§ Given task 1
Which lines of the rows contain the string "blurred"? Pull out every one of them, treating uppercase and lowercase as different.
*** Text passage
Fishing craft using sail and power are remarkably few in the Indo-Pacific although hundreds of trading dhows and schooners are equipped in this way. A zulu type sail and power fishing boat was recently built in Scotland4. But sailing craft are rare in Europe and Scandinavia. It is to the west coast of America, and the Caribbean waters we must look for working examples of such vessels. Many tuna and salmon trollers use both sail and power. These boats are mostly skippered by their owners. That may be a clue to the reluctance of Asian fishermen to use the system. If the fisherman has no equity in the boat, and if the degree of profit sharing is small, then he will have little incentive to save on fuel. Rather, he will maximize engine use to increase production and reduce steaming time. Perhaps when more fishermen in the region own their vessels, we will see a change in attitude towards economy of operation.
1 Cole, R.C. and Greenwood-Barton, L.H. The Mechanization of Fishing Boats. Tropical Science, Vol. V, Nos. 3 & 4. London, ITP, 1963.
2 Ref.: Windy Solution. Time Magazine, p. 18, September 10, 1979.
3 Thomson, D.B. Pair Trawling and Pair Seining. England, Fishing News Books, 1978.
4 A Way to Sail Out of the Fuel Crisis. Fishing News International, Vol. 18, No. 7, July 1979.
Examples of some American sail and power fishing boats are given in Figure 16. Such vessels work the eastern Pacific from Central America to Alaska. Although they are partly sail powered they are very modern vessels equipped with crew comforts and with echo sounder, radio-telephone and even refrigeration. That degree of sophistication would not be needed for most applications in the Indo-Pacific. Crew requirements are relatively small and this also would be an inappropriate saving in regions where labour costs are low and unemployment is high.
******
§ Given task 2
What are the titles of the works listed in the numbered references of the passage on sail and power fishing boats?
*** Items
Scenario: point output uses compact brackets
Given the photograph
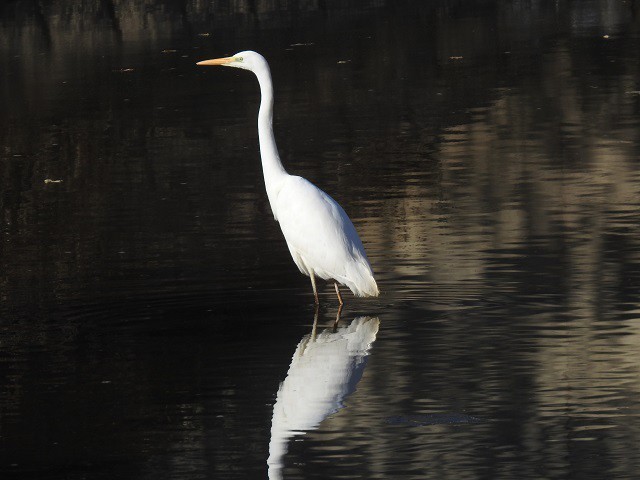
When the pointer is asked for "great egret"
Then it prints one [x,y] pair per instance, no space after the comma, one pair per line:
[321,238]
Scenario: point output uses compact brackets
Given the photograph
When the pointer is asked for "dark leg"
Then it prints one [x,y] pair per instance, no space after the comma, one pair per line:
[313,284]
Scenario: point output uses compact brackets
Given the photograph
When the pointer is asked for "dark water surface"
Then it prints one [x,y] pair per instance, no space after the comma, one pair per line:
[152,324]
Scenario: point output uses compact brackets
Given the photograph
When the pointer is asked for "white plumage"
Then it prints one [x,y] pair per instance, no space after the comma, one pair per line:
[321,238]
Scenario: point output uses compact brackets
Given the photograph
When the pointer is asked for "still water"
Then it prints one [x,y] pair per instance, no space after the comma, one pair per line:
[152,324]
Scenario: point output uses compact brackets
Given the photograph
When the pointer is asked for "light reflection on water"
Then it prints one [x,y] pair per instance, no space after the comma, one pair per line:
[326,367]
[488,156]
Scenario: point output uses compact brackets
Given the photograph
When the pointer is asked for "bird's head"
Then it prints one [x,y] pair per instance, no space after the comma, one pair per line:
[246,60]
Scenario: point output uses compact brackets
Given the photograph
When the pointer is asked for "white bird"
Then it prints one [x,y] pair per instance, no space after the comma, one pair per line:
[321,238]
[324,370]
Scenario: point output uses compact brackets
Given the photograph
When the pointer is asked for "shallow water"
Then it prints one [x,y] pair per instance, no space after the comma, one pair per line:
[488,154]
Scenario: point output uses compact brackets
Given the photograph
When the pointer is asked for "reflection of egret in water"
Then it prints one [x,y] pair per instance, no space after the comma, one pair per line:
[325,368]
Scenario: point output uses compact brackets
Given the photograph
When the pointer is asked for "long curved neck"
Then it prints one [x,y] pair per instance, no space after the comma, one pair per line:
[271,165]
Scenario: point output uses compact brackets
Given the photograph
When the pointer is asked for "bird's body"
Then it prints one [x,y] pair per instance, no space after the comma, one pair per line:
[321,238]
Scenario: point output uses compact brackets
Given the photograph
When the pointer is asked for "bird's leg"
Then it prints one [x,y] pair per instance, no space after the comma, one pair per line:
[313,284]
[335,324]
[338,293]
[315,324]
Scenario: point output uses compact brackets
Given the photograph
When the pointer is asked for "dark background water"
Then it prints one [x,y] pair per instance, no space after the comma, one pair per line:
[488,153]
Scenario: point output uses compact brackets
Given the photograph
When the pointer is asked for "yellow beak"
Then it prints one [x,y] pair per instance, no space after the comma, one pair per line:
[216,61]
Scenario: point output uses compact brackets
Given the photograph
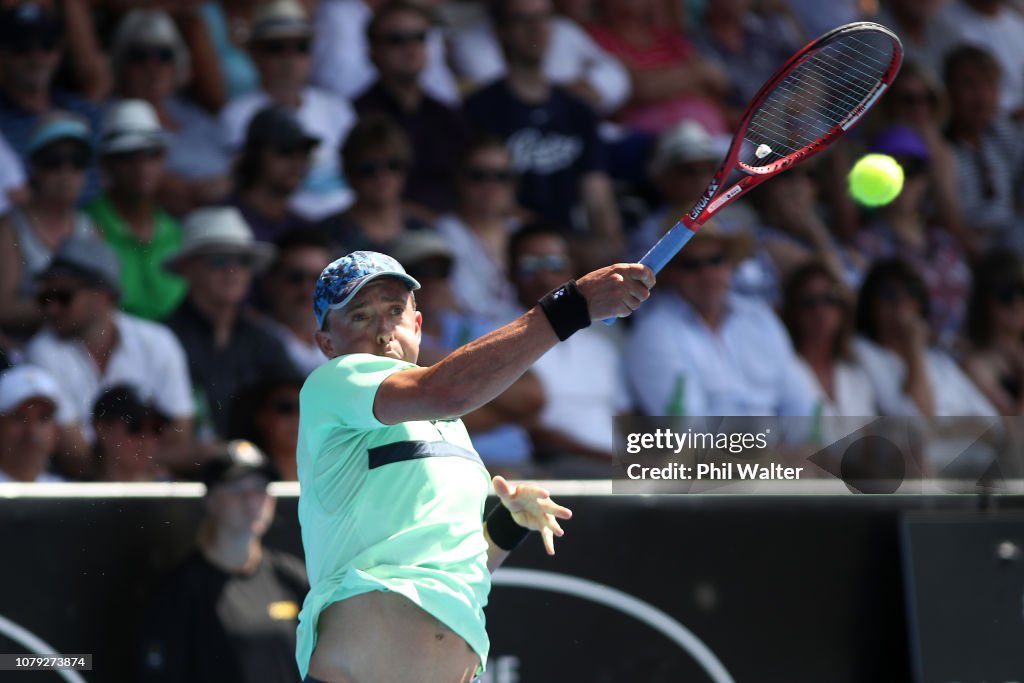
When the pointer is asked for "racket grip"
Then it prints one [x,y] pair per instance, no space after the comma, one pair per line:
[663,252]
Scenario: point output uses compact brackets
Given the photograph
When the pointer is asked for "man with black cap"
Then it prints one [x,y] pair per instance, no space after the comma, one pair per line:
[228,613]
[392,491]
[274,160]
[88,344]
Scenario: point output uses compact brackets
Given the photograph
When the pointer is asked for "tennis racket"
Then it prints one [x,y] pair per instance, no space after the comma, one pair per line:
[807,104]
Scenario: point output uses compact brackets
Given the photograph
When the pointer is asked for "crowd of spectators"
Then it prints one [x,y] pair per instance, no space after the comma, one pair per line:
[173,177]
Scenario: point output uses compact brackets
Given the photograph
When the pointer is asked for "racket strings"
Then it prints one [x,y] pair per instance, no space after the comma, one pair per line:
[818,95]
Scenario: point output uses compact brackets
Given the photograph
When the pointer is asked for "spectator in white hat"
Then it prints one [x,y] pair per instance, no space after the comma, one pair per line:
[59,152]
[280,45]
[133,147]
[227,346]
[29,399]
[87,344]
[152,62]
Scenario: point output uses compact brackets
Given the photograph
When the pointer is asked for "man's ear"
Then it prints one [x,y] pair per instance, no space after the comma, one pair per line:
[325,342]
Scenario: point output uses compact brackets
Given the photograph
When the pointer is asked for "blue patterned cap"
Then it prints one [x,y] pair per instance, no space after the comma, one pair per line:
[343,279]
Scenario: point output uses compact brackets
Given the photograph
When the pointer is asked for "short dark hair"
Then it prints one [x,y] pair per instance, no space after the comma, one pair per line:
[393,7]
[972,55]
[793,288]
[996,269]
[883,273]
[373,132]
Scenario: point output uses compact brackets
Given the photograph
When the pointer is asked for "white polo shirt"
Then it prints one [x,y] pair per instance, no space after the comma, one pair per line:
[147,356]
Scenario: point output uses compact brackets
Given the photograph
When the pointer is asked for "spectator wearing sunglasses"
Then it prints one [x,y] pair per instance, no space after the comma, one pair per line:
[376,157]
[59,152]
[128,432]
[479,227]
[397,37]
[267,415]
[988,147]
[995,330]
[903,228]
[133,151]
[32,43]
[918,98]
[282,35]
[29,400]
[302,255]
[341,55]
[228,346]
[704,350]
[273,163]
[817,310]
[583,379]
[88,344]
[893,343]
[152,62]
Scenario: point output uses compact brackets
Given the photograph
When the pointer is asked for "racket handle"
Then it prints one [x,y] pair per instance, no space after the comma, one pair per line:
[664,251]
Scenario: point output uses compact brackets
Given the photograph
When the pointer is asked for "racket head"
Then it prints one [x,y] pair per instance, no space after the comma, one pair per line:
[819,93]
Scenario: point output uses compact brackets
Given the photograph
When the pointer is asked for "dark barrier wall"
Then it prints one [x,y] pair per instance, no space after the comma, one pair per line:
[652,589]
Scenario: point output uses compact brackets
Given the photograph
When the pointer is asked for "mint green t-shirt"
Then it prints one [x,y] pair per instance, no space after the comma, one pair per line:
[387,507]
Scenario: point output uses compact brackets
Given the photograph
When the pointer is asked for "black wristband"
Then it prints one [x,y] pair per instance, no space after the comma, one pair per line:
[504,530]
[566,309]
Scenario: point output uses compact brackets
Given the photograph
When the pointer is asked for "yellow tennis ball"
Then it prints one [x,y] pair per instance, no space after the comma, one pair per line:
[876,180]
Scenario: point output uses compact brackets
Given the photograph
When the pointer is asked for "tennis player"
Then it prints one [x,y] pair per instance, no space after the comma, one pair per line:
[397,551]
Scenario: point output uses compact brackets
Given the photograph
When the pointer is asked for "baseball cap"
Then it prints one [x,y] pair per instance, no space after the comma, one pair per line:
[281,18]
[240,458]
[87,258]
[28,20]
[19,383]
[343,279]
[278,127]
[58,126]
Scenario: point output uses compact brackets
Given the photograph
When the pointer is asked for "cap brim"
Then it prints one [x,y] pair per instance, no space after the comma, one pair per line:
[262,253]
[404,278]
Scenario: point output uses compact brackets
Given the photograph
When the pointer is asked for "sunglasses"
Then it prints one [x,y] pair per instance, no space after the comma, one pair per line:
[54,159]
[285,406]
[400,39]
[278,47]
[481,174]
[1010,294]
[145,53]
[295,276]
[59,297]
[138,155]
[528,266]
[695,264]
[812,301]
[370,169]
[221,261]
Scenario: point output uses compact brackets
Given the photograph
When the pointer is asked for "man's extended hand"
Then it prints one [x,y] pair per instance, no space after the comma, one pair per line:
[532,508]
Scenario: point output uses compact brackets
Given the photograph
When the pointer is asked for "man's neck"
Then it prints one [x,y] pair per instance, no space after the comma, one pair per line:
[220,316]
[528,83]
[404,91]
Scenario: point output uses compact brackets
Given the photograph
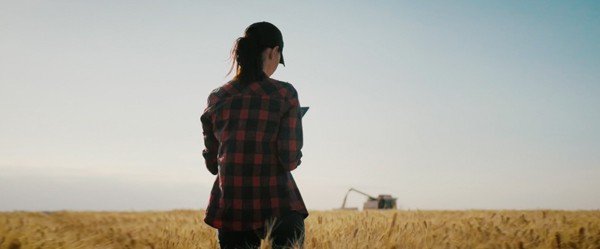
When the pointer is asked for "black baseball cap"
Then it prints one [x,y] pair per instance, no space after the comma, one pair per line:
[268,36]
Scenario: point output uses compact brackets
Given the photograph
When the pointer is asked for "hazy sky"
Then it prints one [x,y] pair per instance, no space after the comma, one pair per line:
[445,105]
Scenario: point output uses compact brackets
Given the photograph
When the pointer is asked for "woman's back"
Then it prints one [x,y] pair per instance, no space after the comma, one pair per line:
[258,129]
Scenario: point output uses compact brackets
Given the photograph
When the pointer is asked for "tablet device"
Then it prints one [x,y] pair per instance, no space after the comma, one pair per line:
[303,110]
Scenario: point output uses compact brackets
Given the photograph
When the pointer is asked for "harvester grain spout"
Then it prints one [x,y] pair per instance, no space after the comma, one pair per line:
[379,202]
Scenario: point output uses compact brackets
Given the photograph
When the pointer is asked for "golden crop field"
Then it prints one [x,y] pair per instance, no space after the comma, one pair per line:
[324,229]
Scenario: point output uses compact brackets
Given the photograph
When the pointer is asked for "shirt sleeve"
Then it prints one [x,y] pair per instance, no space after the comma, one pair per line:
[211,144]
[289,140]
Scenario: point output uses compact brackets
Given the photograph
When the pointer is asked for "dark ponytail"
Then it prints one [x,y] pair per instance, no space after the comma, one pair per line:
[247,51]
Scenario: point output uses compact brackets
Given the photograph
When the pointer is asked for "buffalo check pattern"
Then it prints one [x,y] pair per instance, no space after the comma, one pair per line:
[252,137]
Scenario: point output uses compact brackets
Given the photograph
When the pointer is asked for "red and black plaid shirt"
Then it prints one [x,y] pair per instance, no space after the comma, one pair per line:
[253,136]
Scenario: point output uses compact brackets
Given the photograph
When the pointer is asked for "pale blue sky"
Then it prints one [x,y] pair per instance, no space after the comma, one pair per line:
[462,105]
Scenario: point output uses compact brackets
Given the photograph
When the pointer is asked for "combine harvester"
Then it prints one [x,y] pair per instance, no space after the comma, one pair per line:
[379,202]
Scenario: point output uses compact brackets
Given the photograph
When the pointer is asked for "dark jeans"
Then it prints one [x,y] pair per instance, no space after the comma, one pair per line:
[288,231]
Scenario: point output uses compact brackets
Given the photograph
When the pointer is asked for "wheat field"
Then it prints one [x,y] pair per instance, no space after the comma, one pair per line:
[324,229]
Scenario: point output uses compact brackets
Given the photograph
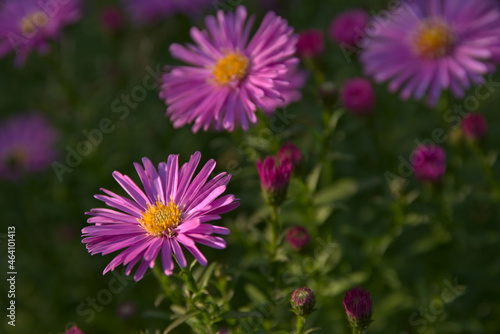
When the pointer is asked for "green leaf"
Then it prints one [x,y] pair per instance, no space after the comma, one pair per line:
[205,278]
[180,321]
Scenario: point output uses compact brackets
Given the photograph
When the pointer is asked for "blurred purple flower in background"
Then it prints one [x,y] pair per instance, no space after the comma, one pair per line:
[474,126]
[291,153]
[26,145]
[434,45]
[112,19]
[310,43]
[29,25]
[230,76]
[146,12]
[349,27]
[358,96]
[274,178]
[358,308]
[170,212]
[429,162]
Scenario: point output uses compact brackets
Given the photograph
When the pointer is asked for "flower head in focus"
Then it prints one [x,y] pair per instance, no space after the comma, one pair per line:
[171,213]
[29,25]
[26,145]
[230,74]
[430,46]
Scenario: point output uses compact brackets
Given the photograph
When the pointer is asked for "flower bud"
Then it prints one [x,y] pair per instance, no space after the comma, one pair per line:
[303,301]
[358,308]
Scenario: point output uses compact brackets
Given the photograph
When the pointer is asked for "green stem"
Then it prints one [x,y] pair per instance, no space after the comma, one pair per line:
[300,324]
[162,279]
[487,168]
[188,278]
[274,231]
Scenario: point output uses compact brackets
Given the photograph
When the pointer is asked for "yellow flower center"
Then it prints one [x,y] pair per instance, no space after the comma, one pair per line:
[161,219]
[434,39]
[29,23]
[232,67]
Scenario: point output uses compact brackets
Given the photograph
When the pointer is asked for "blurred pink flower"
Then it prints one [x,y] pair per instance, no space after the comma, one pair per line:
[29,25]
[228,76]
[310,43]
[429,163]
[474,126]
[349,26]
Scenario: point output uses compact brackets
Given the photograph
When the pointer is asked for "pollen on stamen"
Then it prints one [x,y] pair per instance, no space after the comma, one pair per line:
[232,67]
[161,219]
[433,39]
[29,23]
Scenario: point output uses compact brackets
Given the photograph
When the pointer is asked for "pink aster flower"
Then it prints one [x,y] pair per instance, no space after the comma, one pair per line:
[310,43]
[274,179]
[29,25]
[435,45]
[152,11]
[172,211]
[358,96]
[474,126]
[358,307]
[348,27]
[429,163]
[26,145]
[230,75]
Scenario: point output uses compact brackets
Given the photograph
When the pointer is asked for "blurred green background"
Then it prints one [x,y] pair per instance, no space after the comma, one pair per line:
[408,244]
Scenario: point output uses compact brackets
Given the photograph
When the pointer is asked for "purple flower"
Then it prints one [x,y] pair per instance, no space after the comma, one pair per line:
[358,96]
[74,330]
[358,307]
[291,153]
[434,45]
[429,163]
[111,19]
[298,237]
[26,145]
[349,26]
[310,43]
[303,301]
[173,210]
[274,179]
[230,74]
[29,25]
[474,126]
[146,12]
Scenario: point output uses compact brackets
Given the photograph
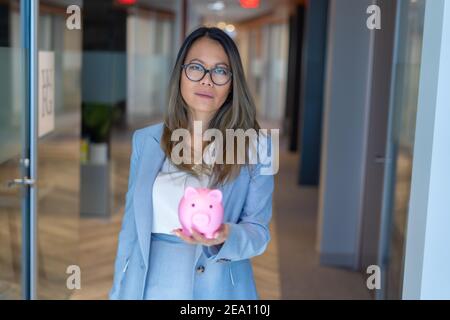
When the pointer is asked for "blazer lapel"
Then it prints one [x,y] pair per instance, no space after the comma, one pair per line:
[152,158]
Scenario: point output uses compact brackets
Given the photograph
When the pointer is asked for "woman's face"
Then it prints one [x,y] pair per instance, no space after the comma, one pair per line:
[204,97]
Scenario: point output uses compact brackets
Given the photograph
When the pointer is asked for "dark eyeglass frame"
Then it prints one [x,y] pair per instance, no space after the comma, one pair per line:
[205,71]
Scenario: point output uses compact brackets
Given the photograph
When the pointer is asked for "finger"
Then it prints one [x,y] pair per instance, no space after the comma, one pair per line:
[184,237]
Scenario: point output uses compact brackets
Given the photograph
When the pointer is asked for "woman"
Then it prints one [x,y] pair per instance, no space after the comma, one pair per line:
[155,260]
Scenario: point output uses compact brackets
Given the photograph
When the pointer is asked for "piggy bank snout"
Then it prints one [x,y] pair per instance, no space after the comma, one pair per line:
[201,219]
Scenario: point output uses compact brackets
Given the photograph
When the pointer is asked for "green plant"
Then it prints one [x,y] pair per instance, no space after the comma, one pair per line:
[97,120]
******
§ Task solution 1
When the pointer is asked for "blurred purple flower in background"
When the pointer is asked for "blurred pink flower"
When the pointer is asked for "blurred green background"

§ Task solution 2
- The Mechanization of Fishing Boats
- Windy Solution
- Pair Trawling and Pair Seining
- A Way to Sail Out of the Fuel Crisis